BEGIN Records for this exercise
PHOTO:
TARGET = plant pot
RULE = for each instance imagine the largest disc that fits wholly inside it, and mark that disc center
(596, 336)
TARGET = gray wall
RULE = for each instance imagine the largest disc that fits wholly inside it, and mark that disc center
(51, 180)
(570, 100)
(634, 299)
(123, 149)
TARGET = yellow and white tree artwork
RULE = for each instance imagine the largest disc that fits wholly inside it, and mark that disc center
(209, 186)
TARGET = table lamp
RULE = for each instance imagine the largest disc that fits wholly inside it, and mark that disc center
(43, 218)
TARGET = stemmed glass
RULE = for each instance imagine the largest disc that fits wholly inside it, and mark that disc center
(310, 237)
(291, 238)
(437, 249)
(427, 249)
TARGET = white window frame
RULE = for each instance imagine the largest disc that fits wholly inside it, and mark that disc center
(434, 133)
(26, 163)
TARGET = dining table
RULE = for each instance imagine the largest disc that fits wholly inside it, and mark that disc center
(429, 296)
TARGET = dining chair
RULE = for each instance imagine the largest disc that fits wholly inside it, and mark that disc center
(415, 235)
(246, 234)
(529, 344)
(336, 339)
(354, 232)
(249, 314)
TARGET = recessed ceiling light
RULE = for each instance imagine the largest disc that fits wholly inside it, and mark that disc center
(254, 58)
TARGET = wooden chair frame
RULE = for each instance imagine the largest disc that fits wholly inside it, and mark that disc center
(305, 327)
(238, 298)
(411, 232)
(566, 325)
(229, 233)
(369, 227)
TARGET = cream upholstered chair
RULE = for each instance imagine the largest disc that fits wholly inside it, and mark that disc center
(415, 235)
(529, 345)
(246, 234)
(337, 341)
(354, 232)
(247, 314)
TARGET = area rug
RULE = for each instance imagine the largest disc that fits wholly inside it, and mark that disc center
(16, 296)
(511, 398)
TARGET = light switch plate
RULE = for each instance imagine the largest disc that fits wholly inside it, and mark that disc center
END Records for this exercise
Print every entry exactly as written.

-- Response to this task --
PHOTO:
TARGET = plant pot
RULE = for each instance imagine the largest disc that fits wholly inside it, and mark that disc center
(596, 336)
TARGET = gray wall
RULE = for each instance imagine the largest disc that fits wholly inside it, and mark that disc center
(51, 180)
(570, 100)
(634, 299)
(123, 149)
TARGET = yellow and white tree artwork
RULE = for each instance imagine the largest disc that fits wholly inside it, and mark that disc center
(209, 186)
TARGET = table lamp
RULE = for each instance imagine the largest disc that fits wholly inside it, and mark that disc center
(43, 218)
TARGET = stemmed glass
RULE = for each instance imagine the largest disc that fits wholly inside it, and mark that disc center
(310, 237)
(291, 238)
(437, 249)
(427, 249)
TARGET = white window frame
RULE = for each instance imagine the largest disc that fits wholly inside it, and mark that disc center
(434, 133)
(26, 163)
TARGET = dining table
RULE = for each instance imagine the largest disc that fits wholly inside it, and mark that disc center
(429, 296)
TARGET = dining chair
RULE = for each instance imagine the largest disc that fits wholly inside it, and mark that disc center
(415, 235)
(246, 234)
(529, 344)
(336, 339)
(354, 232)
(249, 314)
TARGET = recessed ceiling light
RULE = for each instance imagine the largest disc that fits wholly inside it, and mark that disc center
(254, 58)
TARGET = wooden chair frame
RULE = for each instance imagine the largest disc that fits wholly inside it, and mark that disc center
(305, 327)
(238, 298)
(411, 232)
(566, 325)
(229, 233)
(369, 227)
TARGET = cream upholstered chair
RULE = for each instance imagine the largest disc that fits wholly inside it, and mark that disc center
(415, 235)
(529, 345)
(246, 234)
(337, 341)
(354, 232)
(247, 314)
TARGET = area rug
RULE = for each instance imagine the largest disc that fits wholly inside it, and mark that disc center
(16, 296)
(511, 398)
TARGET = light switch plate
RULE = for each instance imagine the largest disc that fits wholly inside it, and mark that disc center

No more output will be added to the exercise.